* **Apply what you read**
A. In the text on foam control agents, at what levels by weight is the carrier material present?
B. Name every material that the text on foam control agents gives as an example of carrier particles that themselves play an active role in the laundering or washing process.
C. Carry on the text on foam control agents from where it stops.

* **Document text**
....
The solid silica can be a fumed silica, a precipitated silica or a silica made by the gelformation technique. The silica particles suitably have an average particle size of from 0.1 to 50μ, preferably from 1 to 20μ and a surface area of at least 50m2 /g. These silica particles can be rendered hydrophobic by treating them with dialkylsilyl groups and/or trialkylsilyl groups either bonded directly onto the silica or by means of a silicone resin. It is preferred to employ a silica the particles of which have been rendered hydrophobic with dimethyl and/or trimethyl silyl groups. Silicone antifoams employed in a foam control agent according to the invention suitably have an amount of silica in the range of 1 to 30% (more preferably 2.0 to 15%) by weight of the total weight of the silicone antifoam resulting in silicone antifoams having an average viscosity in the range of from 2×10-4 m2 /s to 1m2 /s. Preferred silicone antifoams may have a viscosity in the range of from 5×10-3 m2 /s to 0.1m2 /s. Particularly suitable are silicone antifoams with a viscosity of 2×10-2 m2 /s or 4.5×10-2 m2 /s.

The carrier material for use herein provides the solid basis on which the silicone antifoam agent and the organic coating material are deposited during manufacture; the carrier material must therefore be in the form of solid particles, which are compatible with detergent ingredients, are water-soluble or water-dispersible to facilitate the dispersion of the silicone antifoam agent in the aqueous liquor during the wash cycle, and are capable to absorb or adsorb the silicone antifoam agent.

The carrier material is present in the present foam control agents at levels of from 50% to 90% by weight, preferably 60% to 75% by weight.

A preferred carrier material for use in foam control agents according to the: invention is starch, native or chemically modified both hot or cold gelling in water; other suitable materials are kieselguhur and Fuller's earth.

It is also possible to choose carrier particles for use herein, among ingredients which themselves play an active role in the laundering or washing process. Examples of such materials are zeolites, sodium tripolyphosphate (STPP) particles, sodium sulphate, sodium citrate, sodium carbonate, carboxymethylcellulose and clay minerals.

The organic coating material is present at levels of from 5 to 30% of the antifoam agents according to the invention, preferably from 8% to 22% by weight.

Organic coating material suitable for use in the granules of the present invention, can be water soluble/dispersible species, water-insoluble species, or a mixture thereof.

Water-soluble or water-dispersible carrier materials must be impermeable to detergent and must be substantially non-surface active. By substantially non-surface active is meant that the carrier material, itself, does not interact with the silicone material in such fashion that it is emulsified or otherwise excessively dispersed throughout an aqueous medium, rather than at the air/water interface.

A wide variety of carrier materials having the requisite solubility/dispersibility characteristics and the essential features of being non-surface active and detergent-impermeable are known. For example, the high-molecular-weight Carbowaxes ("Carbowax" is a trade mark) which have substantially not surface-active characteristics are useful herein. Examples of this type of material include the polyethyleneglycols having a molecular weight of from about 1,500 to about 10,000, especially about 4,000. Highly ethoxylated fatty alcohols such as tallow alcohol condensed with about 25 molar proportions of ethylene oxide are useful herein. Other alcohol condensates containing extremely high ethoxylate proportions (ca. 80) are also useful herein.
....
* **Data section**
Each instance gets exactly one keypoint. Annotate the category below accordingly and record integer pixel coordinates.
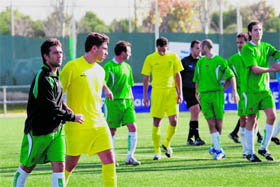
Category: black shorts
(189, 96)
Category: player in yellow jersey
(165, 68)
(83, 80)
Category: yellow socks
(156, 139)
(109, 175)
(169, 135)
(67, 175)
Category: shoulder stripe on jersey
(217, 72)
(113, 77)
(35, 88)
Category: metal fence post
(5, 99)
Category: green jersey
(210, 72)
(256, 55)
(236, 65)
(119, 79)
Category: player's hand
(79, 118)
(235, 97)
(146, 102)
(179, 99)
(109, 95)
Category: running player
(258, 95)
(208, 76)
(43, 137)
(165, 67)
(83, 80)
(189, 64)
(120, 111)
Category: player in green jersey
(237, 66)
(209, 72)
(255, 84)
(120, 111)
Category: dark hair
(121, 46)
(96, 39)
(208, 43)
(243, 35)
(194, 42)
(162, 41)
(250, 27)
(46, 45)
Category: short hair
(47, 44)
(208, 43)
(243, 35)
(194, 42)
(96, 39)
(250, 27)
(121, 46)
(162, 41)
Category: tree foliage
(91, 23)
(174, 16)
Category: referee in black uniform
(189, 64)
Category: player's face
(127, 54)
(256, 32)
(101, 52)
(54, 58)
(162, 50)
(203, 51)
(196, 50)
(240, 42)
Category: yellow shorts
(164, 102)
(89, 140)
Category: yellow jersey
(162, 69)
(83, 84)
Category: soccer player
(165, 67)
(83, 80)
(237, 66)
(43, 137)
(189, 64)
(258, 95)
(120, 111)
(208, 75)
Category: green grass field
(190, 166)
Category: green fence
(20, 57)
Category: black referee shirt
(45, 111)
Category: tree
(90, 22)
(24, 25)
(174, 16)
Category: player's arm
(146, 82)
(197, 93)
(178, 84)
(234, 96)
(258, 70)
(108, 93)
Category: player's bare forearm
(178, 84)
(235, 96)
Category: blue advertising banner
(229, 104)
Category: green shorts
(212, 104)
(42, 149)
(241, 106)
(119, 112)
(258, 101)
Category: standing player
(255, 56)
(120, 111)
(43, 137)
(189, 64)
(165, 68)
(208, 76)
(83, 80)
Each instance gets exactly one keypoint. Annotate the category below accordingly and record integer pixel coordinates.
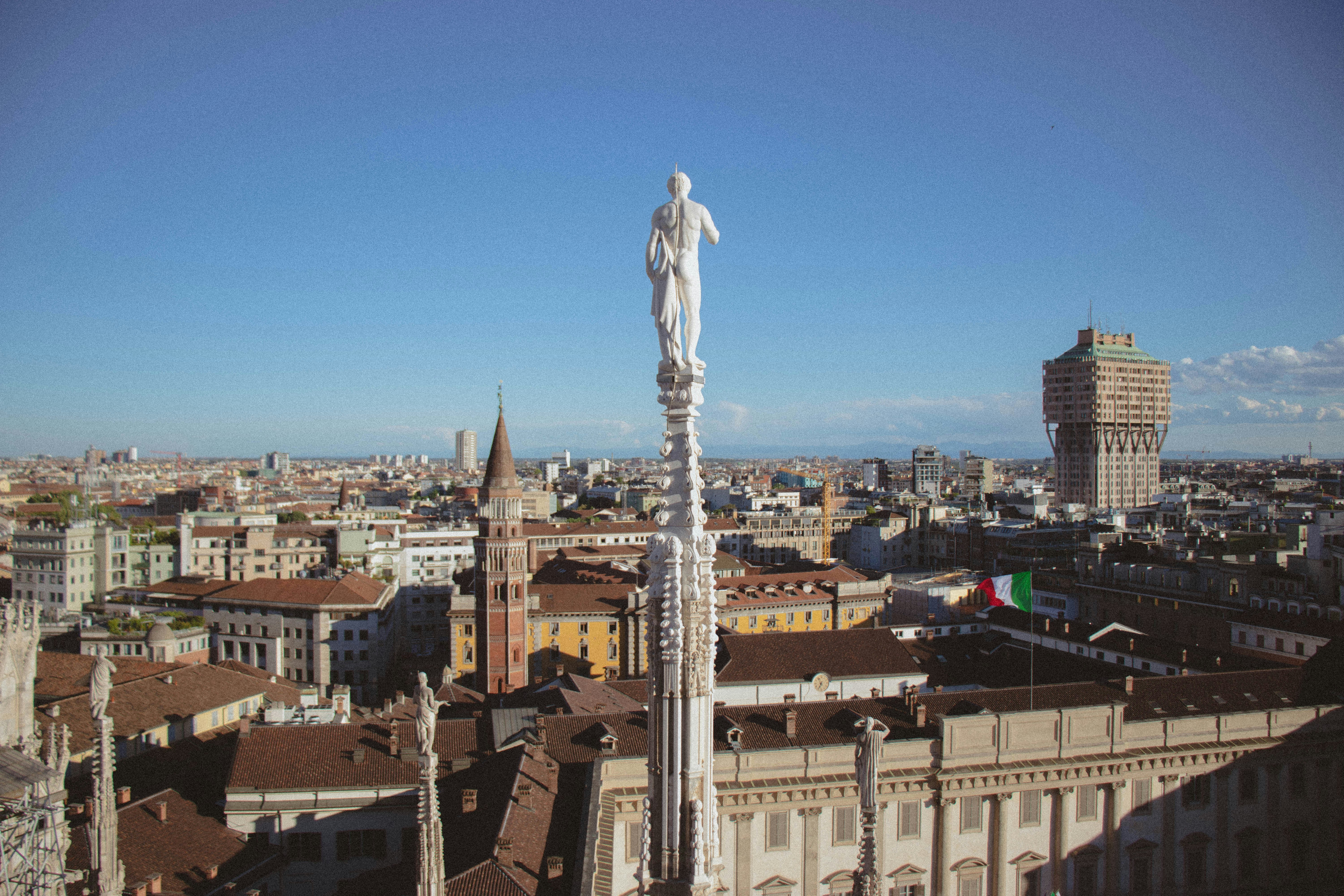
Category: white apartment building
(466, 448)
....
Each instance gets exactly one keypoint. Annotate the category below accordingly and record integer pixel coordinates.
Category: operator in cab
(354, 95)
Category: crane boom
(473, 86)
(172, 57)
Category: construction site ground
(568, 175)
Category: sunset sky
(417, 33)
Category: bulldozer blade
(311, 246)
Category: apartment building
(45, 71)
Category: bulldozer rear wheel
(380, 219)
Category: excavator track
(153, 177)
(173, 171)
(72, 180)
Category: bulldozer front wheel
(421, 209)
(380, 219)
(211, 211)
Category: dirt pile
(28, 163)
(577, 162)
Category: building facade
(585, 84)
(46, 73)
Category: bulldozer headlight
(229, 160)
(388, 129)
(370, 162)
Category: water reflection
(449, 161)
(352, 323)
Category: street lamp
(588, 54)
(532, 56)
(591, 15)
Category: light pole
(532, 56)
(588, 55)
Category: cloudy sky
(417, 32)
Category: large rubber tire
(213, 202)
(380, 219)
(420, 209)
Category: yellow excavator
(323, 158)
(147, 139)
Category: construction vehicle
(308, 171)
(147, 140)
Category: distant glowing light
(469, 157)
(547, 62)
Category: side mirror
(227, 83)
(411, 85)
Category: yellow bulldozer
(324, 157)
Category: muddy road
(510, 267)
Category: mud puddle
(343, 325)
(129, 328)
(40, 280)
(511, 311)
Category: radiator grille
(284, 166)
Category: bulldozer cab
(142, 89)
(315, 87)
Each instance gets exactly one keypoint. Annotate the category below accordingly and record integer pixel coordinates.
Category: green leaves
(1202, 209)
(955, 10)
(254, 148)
....
* **Answers to each task**
A. From 50% to 90% by weight, preferably 60% to 75% by weight.

B. Zeolites, sodium tripolyphosphate (STPP) particles, sodium sulphate, sodium citrate, sodium carbonate, carboxymethylcellulose and clay minerals.

C.
Such high ethoxylates apparently lack sufficient surface-active characteristics to interact or otherwise interfere with the desired suds-control properties of the silicone agents herein. A particularly preferred ethoxylated carrier material herein is tallow alcohol condensed with about 80 molar proportions of ethylene oxide, and abbreviated TAE80.

A variety of other materials useful as water-soluble/dispersible coating agents herein may also be mentioned: gelatin; agar; gum arabic; and various algae-derived gels.

Water-insoluble organic materials suitable for use in a foam control agent according to the invention are water-insoluble fatty acids, fatty alcohols, fatty acid esters and mixtures thereof. Fatty acids or fatty alcohols are species which have from 10 to 20 carbon in their alkyl chain.

Suitable fatty acids are saturated or unsaturated and can be obtained from natural sources such as, for example, plant or animal esters (e.g. palm oil, coconut oil, babassu oil, safflower oil, taloil, castor oil, tallow and fish oils, grase, and mixtures thereof) or can be synthetically prepared for example via the oxidation of petroleum or by hydrogenation of carbon monooxide via the Fisher-Tropsch process. Examples of suitable fatty acids for use in the present invention include capric, lauric, myristic, palmitic, stearic, arachidic and behenic acid.

Preferred is stearic acid. Also preferred is tallow (C16 -C18) fatty acid. Alcohols derived from the above-mentioned fatty acids are suitable for the foam control agents herein, stearic alcohol and tallow (C16 -C18) alcohol being preferred.

Esters of the above-mentioned fatty acids with C1-3 alcohols are also suitable, such as ethyl myristate, ethyl stearate, methyl palmitate, and glycerol mono stearate, this latter species being especially preferred.

Among the above water-insoluble fatty materials, stearyl acid and stearyl alcohol are especially preferred. These materials are preferred because of their good performance, easy availability and suitable melting point. The melting points of stearic acid and stearyl alcohol are 71.5° and 59.4°C respectively at which temperatures they are insoluble in water. These materials do not appear to interfere with the effectiveness of the silicone antifoam when it is released into the washing liquor.

Mixtures of the above water-soluble/dispersible coating agents and of the above water-insoluble organic materials herein are also suitable. A preferred mixture is stearyl alcohol and TAE80.

The amount of organic coating material employed in the foam control agents herein should be no less than 1 part organic coating material per part of silicone antifoam. It is preferred to employ the organic coating material and the silicone antifoam in a weight ratio in the range 5:1 to 1:2, more preferably in the range 4:1 to 1:1.

The aluminosilicate builder present in the compositions of the invention may be crystalline or amorphous or a mixture thereof, and has the general formula 0.8-1.5 Na2 O. Al2 O3. 0.8-6 SiO2.

These materials contain some bound water and are required to have a calcium ion exchange capacity of at least about 50 mg CaO/g. The preferred aluminosilicates contain 1.5-3.5 SiO2 units (in the formula above) and have a particle size of not more than about 100 microns, preferably not more than about 20 microns. Both amorphous and crystalline aluminosilicates can be made readily by reaction between sodium silicate and sodium aluminate, as amply described in the literature. crystalline aluminosilicates (zeolites) are preferred for use in the present invention. Suitable materials are described, for example,GB 1 429 143. The preferred sodium aluminosilicates of this type are the well-known commercially available zeolites A and X, and mixtures thereof. Especially preferred for use in the present invention is Type 4A zeolite.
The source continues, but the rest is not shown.